** START SUPPLIED MATERIAL **

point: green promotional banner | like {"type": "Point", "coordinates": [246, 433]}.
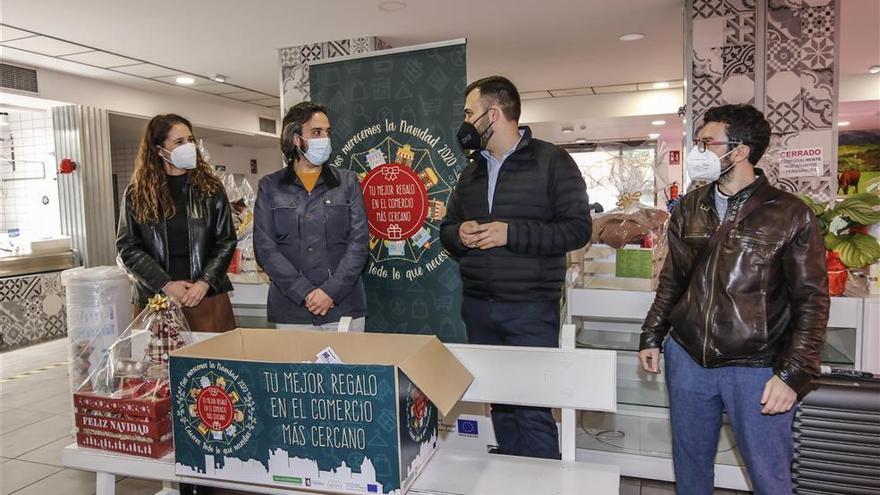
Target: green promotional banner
{"type": "Point", "coordinates": [394, 117]}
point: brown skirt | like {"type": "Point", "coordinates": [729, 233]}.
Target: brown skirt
{"type": "Point", "coordinates": [213, 314]}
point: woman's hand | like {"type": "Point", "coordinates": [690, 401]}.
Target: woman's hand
{"type": "Point", "coordinates": [177, 289]}
{"type": "Point", "coordinates": [195, 294]}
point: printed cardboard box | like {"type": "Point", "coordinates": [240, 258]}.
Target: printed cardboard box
{"type": "Point", "coordinates": [252, 405]}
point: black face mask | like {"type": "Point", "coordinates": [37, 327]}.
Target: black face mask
{"type": "Point", "coordinates": [472, 139]}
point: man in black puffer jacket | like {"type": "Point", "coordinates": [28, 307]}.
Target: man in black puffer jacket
{"type": "Point", "coordinates": [520, 205]}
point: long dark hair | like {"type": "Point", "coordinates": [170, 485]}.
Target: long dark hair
{"type": "Point", "coordinates": [149, 188]}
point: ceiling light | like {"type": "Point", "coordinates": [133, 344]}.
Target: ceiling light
{"type": "Point", "coordinates": [632, 37]}
{"type": "Point", "coordinates": [391, 6]}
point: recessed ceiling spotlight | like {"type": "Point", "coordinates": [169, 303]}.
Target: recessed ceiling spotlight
{"type": "Point", "coordinates": [632, 37]}
{"type": "Point", "coordinates": [391, 6]}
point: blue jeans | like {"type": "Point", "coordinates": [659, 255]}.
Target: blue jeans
{"type": "Point", "coordinates": [520, 430]}
{"type": "Point", "coordinates": [697, 399]}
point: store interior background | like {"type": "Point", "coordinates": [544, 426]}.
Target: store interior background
{"type": "Point", "coordinates": [582, 86]}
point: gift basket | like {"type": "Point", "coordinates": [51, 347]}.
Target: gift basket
{"type": "Point", "coordinates": [243, 268]}
{"type": "Point", "coordinates": [628, 244]}
{"type": "Point", "coordinates": [124, 405]}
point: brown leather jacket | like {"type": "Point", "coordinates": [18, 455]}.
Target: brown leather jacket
{"type": "Point", "coordinates": [759, 299]}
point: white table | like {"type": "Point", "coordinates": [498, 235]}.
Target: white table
{"type": "Point", "coordinates": [450, 472]}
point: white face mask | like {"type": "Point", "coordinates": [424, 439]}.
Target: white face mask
{"type": "Point", "coordinates": [318, 151]}
{"type": "Point", "coordinates": [706, 165]}
{"type": "Point", "coordinates": [183, 157]}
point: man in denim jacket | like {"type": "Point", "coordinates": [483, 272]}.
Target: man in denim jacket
{"type": "Point", "coordinates": [310, 229]}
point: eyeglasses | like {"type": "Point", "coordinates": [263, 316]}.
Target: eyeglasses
{"type": "Point", "coordinates": [701, 145]}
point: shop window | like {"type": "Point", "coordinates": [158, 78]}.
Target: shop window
{"type": "Point", "coordinates": [28, 185]}
{"type": "Point", "coordinates": [616, 168]}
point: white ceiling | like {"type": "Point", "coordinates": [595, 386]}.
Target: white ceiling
{"type": "Point", "coordinates": [541, 45]}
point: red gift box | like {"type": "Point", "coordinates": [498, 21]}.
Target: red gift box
{"type": "Point", "coordinates": [153, 450]}
{"type": "Point", "coordinates": [152, 430]}
{"type": "Point", "coordinates": [140, 427]}
{"type": "Point", "coordinates": [131, 407]}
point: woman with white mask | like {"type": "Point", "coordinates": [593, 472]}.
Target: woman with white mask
{"type": "Point", "coordinates": [310, 230]}
{"type": "Point", "coordinates": [175, 233]}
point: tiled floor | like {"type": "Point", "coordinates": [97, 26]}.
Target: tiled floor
{"type": "Point", "coordinates": [36, 423]}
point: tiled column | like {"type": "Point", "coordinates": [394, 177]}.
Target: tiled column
{"type": "Point", "coordinates": [295, 63]}
{"type": "Point", "coordinates": [781, 56]}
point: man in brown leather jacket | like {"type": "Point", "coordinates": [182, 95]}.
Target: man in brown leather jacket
{"type": "Point", "coordinates": [746, 308]}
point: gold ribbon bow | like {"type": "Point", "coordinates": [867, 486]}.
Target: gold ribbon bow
{"type": "Point", "coordinates": [628, 200]}
{"type": "Point", "coordinates": [157, 303]}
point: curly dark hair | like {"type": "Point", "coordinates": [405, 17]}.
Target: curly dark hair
{"type": "Point", "coordinates": [499, 90]}
{"type": "Point", "coordinates": [291, 126]}
{"type": "Point", "coordinates": [745, 124]}
{"type": "Point", "coordinates": [150, 196]}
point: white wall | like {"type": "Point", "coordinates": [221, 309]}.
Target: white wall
{"type": "Point", "coordinates": [202, 110]}
{"type": "Point", "coordinates": [657, 102]}
{"type": "Point", "coordinates": [237, 159]}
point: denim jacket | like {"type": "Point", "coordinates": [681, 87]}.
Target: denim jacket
{"type": "Point", "coordinates": [309, 240]}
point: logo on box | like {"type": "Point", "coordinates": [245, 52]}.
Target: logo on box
{"type": "Point", "coordinates": [468, 427]}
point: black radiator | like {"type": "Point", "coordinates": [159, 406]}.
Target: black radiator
{"type": "Point", "coordinates": [837, 439]}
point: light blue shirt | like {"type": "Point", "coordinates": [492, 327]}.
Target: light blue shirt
{"type": "Point", "coordinates": [493, 167]}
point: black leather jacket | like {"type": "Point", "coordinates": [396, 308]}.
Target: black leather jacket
{"type": "Point", "coordinates": [143, 248]}
{"type": "Point", "coordinates": [759, 299]}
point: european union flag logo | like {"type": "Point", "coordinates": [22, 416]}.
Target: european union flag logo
{"type": "Point", "coordinates": [468, 427]}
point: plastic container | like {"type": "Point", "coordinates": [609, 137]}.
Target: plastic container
{"type": "Point", "coordinates": [98, 311]}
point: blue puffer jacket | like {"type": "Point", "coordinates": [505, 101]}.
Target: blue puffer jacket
{"type": "Point", "coordinates": [306, 241]}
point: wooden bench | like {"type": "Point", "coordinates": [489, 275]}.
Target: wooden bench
{"type": "Point", "coordinates": [566, 378]}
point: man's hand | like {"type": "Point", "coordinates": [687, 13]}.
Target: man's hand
{"type": "Point", "coordinates": [650, 359]}
{"type": "Point", "coordinates": [176, 290]}
{"type": "Point", "coordinates": [493, 235]}
{"type": "Point", "coordinates": [318, 302]}
{"type": "Point", "coordinates": [468, 232]}
{"type": "Point", "coordinates": [195, 294]}
{"type": "Point", "coordinates": [778, 397]}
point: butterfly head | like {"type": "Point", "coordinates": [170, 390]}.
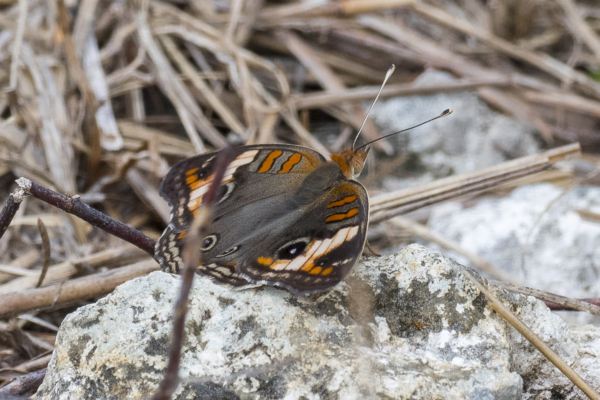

** END SUPPLIED MATERIAL **

• **PROBLEM DESCRIPTION**:
How many lines of the records contain the word "face"? Count matches with case taken into account, and give only the number.

• **WORKED ANSWER**:
4